• DIRECTIONS: Copy the lines below verbatim. Begin with the first and end with the line containing "[ ] identify the woman, one dot per instance".

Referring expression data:

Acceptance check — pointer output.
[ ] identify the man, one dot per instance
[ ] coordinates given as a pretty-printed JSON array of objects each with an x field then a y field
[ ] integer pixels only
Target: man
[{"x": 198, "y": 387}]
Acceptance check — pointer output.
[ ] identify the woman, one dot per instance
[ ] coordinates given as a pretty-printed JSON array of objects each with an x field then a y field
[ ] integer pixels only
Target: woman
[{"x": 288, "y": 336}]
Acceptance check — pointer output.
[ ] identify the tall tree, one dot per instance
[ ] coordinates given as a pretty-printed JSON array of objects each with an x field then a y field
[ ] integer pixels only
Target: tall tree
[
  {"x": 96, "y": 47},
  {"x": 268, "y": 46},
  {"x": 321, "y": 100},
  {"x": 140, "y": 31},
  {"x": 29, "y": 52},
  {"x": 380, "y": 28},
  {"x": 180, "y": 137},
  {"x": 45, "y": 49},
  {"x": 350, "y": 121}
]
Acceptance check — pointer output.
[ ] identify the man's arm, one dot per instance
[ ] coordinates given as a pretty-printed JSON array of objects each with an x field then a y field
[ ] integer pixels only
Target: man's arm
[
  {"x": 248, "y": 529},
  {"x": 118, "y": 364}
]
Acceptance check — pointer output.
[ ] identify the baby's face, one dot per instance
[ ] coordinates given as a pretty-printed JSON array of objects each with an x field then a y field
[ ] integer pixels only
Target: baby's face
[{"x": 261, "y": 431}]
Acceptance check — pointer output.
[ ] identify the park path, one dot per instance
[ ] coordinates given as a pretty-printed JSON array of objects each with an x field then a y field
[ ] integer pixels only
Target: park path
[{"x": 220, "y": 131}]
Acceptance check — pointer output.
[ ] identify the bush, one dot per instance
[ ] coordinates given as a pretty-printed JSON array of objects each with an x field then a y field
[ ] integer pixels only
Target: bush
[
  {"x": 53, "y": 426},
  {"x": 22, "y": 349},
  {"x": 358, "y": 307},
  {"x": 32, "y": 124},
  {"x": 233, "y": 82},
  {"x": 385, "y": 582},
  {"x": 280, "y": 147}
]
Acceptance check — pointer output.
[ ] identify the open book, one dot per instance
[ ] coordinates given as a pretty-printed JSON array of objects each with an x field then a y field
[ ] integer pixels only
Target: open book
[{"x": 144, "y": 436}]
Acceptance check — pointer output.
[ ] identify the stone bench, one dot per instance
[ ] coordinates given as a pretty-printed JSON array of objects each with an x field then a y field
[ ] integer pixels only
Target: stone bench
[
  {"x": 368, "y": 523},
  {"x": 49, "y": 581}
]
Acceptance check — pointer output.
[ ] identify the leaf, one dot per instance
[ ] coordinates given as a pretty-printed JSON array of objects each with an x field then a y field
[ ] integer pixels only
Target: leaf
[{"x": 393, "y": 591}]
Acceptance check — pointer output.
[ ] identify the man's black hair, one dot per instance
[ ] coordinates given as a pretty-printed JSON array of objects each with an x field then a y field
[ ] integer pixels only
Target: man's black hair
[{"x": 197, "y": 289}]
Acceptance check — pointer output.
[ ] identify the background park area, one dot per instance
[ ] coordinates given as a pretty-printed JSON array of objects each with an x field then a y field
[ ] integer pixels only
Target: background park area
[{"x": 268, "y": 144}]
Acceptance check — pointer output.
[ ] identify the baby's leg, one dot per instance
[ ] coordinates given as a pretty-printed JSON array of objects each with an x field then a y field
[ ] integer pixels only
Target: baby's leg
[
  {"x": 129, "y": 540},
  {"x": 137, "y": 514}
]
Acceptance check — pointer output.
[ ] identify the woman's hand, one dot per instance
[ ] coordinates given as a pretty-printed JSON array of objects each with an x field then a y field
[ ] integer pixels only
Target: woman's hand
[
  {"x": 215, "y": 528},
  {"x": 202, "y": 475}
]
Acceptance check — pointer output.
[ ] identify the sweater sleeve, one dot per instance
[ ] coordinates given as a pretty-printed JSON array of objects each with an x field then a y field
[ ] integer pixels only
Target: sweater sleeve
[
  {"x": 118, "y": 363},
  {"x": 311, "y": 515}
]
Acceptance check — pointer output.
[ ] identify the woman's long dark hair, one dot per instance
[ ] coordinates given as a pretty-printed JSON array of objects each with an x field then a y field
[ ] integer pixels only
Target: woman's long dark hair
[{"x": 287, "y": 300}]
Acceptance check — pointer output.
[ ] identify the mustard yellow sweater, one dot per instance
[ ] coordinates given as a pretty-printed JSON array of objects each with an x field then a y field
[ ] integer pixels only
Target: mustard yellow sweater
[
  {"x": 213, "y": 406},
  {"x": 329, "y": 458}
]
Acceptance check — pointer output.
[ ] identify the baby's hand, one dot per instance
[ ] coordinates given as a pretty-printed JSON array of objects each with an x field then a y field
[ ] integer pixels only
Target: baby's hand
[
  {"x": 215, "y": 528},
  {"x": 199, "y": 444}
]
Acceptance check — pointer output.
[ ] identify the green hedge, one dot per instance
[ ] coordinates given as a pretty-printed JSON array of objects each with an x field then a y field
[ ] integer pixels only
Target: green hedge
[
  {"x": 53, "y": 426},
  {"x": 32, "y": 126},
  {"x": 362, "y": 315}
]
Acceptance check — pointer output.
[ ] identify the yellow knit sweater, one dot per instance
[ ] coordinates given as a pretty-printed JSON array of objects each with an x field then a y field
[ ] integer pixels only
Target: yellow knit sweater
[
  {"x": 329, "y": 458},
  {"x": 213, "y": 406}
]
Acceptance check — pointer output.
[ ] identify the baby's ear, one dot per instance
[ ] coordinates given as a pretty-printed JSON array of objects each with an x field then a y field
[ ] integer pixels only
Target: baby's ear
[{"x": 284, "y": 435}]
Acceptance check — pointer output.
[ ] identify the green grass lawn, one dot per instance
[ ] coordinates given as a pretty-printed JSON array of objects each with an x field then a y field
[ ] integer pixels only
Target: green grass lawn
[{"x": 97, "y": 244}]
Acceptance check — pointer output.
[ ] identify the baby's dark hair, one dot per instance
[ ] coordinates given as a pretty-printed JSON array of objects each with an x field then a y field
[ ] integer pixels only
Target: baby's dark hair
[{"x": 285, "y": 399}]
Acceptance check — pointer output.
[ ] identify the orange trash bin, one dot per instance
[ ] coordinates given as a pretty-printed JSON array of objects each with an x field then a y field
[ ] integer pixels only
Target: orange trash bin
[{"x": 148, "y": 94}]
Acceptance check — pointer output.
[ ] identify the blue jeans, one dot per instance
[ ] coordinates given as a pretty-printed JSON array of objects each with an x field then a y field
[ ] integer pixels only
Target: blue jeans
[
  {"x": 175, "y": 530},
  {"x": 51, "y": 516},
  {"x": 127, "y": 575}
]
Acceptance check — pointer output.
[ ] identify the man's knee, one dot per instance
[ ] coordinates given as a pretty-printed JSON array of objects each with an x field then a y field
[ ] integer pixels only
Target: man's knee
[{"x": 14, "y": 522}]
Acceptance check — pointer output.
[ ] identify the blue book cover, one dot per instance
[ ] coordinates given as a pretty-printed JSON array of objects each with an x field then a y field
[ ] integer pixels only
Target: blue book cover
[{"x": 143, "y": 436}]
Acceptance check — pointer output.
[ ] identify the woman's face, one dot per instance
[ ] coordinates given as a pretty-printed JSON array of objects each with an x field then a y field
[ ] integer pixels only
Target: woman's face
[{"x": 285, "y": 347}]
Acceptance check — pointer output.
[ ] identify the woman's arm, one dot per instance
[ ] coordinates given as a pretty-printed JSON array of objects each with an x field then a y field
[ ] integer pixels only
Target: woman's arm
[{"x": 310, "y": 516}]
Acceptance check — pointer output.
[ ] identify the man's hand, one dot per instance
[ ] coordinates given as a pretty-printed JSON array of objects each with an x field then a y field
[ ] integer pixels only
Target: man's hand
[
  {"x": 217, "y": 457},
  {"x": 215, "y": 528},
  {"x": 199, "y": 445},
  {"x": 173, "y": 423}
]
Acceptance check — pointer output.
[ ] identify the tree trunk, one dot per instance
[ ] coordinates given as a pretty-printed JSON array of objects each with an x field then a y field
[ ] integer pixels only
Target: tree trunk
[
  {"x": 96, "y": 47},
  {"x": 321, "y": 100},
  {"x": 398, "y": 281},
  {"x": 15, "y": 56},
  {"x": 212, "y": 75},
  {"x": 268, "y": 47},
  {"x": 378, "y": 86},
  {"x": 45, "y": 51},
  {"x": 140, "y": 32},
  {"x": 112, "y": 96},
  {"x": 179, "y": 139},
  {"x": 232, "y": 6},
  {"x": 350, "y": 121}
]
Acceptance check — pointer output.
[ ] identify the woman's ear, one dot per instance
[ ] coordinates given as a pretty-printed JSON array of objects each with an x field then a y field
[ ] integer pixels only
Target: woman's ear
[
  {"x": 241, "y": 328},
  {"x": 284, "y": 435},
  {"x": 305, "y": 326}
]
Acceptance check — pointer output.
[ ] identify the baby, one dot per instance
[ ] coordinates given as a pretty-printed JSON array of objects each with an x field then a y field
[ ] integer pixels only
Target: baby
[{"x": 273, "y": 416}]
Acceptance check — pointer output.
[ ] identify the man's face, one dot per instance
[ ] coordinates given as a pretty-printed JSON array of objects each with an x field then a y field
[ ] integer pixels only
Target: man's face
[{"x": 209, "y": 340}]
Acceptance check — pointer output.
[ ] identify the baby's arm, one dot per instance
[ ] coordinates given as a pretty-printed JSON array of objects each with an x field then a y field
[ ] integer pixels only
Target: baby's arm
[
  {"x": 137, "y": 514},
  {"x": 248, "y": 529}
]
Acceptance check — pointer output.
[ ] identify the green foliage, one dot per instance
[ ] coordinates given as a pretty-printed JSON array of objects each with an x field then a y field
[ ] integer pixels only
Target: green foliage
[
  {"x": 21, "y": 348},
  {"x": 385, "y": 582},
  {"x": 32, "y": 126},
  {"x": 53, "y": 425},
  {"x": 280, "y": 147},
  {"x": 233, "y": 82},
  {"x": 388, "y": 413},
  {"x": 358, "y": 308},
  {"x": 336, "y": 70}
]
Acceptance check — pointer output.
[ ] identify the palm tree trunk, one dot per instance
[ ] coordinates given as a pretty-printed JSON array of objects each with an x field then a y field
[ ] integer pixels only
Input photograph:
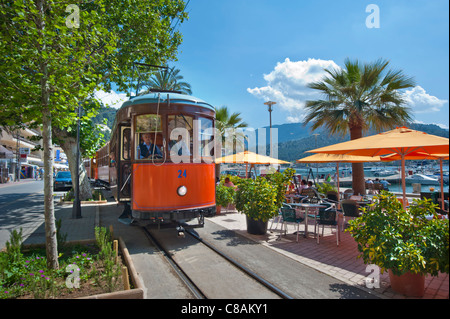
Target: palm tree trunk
[{"x": 358, "y": 181}]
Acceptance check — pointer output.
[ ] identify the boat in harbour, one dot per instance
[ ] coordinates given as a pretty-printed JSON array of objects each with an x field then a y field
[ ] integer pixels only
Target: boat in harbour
[{"x": 422, "y": 179}]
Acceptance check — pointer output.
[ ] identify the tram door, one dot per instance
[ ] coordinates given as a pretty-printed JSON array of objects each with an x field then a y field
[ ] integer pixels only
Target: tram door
[{"x": 124, "y": 172}]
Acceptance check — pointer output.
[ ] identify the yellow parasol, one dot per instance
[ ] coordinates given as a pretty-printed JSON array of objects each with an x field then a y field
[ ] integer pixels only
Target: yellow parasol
[
  {"x": 248, "y": 157},
  {"x": 401, "y": 141}
]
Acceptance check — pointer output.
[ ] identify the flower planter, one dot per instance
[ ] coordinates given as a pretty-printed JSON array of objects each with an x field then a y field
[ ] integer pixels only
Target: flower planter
[
  {"x": 256, "y": 227},
  {"x": 408, "y": 284}
]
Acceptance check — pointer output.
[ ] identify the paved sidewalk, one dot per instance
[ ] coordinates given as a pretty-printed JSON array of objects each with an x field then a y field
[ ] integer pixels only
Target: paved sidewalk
[
  {"x": 76, "y": 229},
  {"x": 340, "y": 261}
]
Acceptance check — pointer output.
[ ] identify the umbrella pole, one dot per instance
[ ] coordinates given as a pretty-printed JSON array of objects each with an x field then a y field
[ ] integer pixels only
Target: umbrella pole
[
  {"x": 442, "y": 185},
  {"x": 337, "y": 178},
  {"x": 403, "y": 179}
]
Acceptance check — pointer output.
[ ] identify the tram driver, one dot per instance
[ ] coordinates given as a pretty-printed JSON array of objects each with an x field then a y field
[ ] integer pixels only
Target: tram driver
[{"x": 147, "y": 148}]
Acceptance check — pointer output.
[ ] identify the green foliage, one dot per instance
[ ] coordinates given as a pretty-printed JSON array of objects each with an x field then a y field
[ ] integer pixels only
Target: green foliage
[
  {"x": 402, "y": 240},
  {"x": 107, "y": 256},
  {"x": 27, "y": 273},
  {"x": 257, "y": 198},
  {"x": 224, "y": 195},
  {"x": 359, "y": 96},
  {"x": 323, "y": 188}
]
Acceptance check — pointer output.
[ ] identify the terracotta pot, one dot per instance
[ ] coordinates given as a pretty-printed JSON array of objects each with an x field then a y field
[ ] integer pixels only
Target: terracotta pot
[{"x": 412, "y": 285}]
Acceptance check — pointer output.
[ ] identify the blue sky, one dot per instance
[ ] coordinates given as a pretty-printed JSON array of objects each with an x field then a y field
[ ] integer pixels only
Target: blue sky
[{"x": 241, "y": 53}]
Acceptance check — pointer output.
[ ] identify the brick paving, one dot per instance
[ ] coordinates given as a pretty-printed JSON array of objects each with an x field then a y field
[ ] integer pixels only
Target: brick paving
[{"x": 340, "y": 261}]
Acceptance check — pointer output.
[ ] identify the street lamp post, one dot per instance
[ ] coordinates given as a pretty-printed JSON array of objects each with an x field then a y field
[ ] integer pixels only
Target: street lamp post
[
  {"x": 76, "y": 209},
  {"x": 269, "y": 104}
]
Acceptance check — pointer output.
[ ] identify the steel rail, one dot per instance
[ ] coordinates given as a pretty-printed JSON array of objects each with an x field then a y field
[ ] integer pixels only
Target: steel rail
[
  {"x": 183, "y": 276},
  {"x": 252, "y": 274}
]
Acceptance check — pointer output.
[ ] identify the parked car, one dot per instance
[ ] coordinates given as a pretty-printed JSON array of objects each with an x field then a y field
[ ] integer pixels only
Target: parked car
[{"x": 63, "y": 181}]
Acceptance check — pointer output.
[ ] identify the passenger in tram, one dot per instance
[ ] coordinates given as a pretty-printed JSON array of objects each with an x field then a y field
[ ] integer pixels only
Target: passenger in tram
[
  {"x": 147, "y": 148},
  {"x": 179, "y": 147}
]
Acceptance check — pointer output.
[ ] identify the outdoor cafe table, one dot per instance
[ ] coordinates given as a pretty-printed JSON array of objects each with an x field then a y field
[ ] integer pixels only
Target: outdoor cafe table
[
  {"x": 293, "y": 197},
  {"x": 307, "y": 207}
]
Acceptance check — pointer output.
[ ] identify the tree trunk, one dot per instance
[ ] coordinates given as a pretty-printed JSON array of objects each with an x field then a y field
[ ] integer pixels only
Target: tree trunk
[
  {"x": 49, "y": 209},
  {"x": 358, "y": 181},
  {"x": 69, "y": 146}
]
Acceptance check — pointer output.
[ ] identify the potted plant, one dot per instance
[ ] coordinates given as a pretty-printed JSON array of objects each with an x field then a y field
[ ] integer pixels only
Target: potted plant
[
  {"x": 409, "y": 243},
  {"x": 224, "y": 196},
  {"x": 260, "y": 199}
]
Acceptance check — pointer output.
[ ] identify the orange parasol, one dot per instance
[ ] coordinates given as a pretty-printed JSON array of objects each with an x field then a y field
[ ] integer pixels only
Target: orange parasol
[
  {"x": 338, "y": 158},
  {"x": 401, "y": 141}
]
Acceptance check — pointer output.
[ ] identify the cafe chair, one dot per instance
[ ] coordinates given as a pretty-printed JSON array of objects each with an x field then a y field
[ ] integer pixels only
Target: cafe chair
[
  {"x": 406, "y": 204},
  {"x": 348, "y": 193},
  {"x": 333, "y": 196},
  {"x": 311, "y": 196},
  {"x": 289, "y": 216},
  {"x": 350, "y": 208},
  {"x": 327, "y": 217}
]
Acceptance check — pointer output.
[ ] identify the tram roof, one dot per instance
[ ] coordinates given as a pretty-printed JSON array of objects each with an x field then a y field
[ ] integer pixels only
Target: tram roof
[{"x": 164, "y": 96}]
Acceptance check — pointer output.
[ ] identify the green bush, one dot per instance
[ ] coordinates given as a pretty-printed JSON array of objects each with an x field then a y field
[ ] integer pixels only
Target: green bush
[
  {"x": 402, "y": 240},
  {"x": 224, "y": 195}
]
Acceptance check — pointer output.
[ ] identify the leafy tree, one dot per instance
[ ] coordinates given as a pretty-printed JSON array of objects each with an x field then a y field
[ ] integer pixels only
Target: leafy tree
[
  {"x": 53, "y": 56},
  {"x": 356, "y": 98}
]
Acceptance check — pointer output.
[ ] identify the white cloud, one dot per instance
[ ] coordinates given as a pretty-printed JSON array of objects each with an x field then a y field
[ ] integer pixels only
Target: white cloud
[
  {"x": 287, "y": 84},
  {"x": 111, "y": 99},
  {"x": 421, "y": 102}
]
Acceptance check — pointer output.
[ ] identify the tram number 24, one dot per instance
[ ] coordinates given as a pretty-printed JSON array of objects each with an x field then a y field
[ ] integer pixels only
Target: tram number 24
[{"x": 182, "y": 173}]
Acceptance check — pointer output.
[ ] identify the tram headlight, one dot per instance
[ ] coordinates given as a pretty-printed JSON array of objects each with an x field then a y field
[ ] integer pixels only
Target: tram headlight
[{"x": 182, "y": 190}]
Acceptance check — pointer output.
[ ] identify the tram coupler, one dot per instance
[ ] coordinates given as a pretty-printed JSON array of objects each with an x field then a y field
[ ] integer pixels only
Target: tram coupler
[{"x": 180, "y": 231}]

• REPLY:
Acceptance check — pointer output.
[ ] identify the man, one dot per instance
[ ] coordinates given as a pretty-printed JSON array of objects each with an x field then a y field
[ ] integer pixels only
Target: man
[{"x": 198, "y": 387}]
Acceptance check — pointer output.
[ ] identify the woman, one dot per instance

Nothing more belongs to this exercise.